Copy out all the lines below, swapping "one point per instance" for "a single point for each instance" wherever it occurs and changing nothing else. Omit the pictures.
--- Begin ---
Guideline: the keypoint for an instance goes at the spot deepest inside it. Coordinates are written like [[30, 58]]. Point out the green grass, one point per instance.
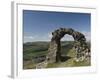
[[41, 48]]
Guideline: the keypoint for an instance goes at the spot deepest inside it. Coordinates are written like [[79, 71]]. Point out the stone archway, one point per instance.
[[54, 51]]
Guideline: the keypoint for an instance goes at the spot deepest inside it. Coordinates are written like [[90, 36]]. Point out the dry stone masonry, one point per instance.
[[80, 45], [54, 52]]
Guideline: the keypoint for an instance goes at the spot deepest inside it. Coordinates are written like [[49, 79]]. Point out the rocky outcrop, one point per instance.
[[54, 51]]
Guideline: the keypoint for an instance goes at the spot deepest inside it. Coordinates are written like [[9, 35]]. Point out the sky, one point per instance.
[[38, 25]]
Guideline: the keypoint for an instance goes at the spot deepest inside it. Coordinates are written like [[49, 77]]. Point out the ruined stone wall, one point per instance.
[[54, 51]]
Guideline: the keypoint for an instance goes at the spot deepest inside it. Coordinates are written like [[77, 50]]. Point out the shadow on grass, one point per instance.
[[65, 58]]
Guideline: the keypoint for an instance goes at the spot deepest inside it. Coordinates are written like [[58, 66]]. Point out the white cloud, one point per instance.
[[87, 35], [50, 35], [29, 37]]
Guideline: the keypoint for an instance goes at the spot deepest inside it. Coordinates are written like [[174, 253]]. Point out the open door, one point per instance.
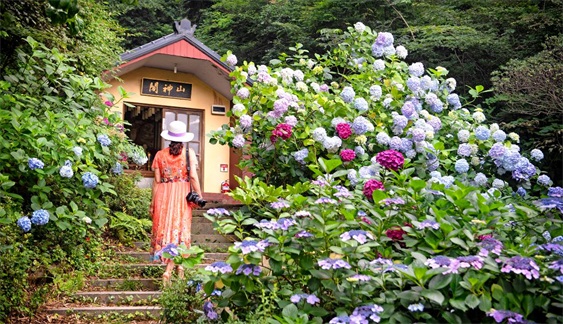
--- End ---
**Output of the task**:
Guideline: the keypoint for an instance goes at the spot deepest inside it. Coordinates are written like [[30, 58]]. Point out the green grass, a single point for each instance.
[[41, 48]]
Guideline: the keypoint for an instance goes at the spot deepest inside it. Coordinates are written like [[79, 71]]. Point out the stone archway, a single point for each instance.
[[54, 51]]
Guideline: the keypoint for an instance goes at the spot deepest inside it. Coordinates are written like [[90, 36]]. Point out the dry stone masonry, a single point for each instance.
[[80, 45], [54, 52]]
Guideline: the keypoint for an instance goes at the spot deepest inside it. Coordinates are written like [[49, 79]]. Point out the rocky outcrop, a single point for each instance.
[[54, 51]]
Guideline: the keypoint for an instance goes at the spot deepest inside it. Coordinates are written like [[9, 35]]. Point out the sky, a single point for each instance.
[[38, 25]]
Guideline: the keypoint for an instance goes at the spot deepest inside it. Coordinates are written like [[49, 77]]. Point out the ruined stone wall, a single point for each instance.
[[54, 51]]
Guideline: the keypoint for an instance goes at the spot deepest inside it. Coordinates are written like [[77, 50]]. Point out the shadow on grass, a single point for each instance.
[[65, 58]]
Guideline: the keypoint for an instance goes at the spot deepest inside it. Coordinates are written like [[58, 66]]. Point out the white cloud, a single point for each instance.
[[87, 35], [50, 35], [29, 37]]
Guideline: the keypoint for an instance goes at the spot deepest inside it. Coordinates are written like [[174, 253]]. Point out the open door, a single point for each instance.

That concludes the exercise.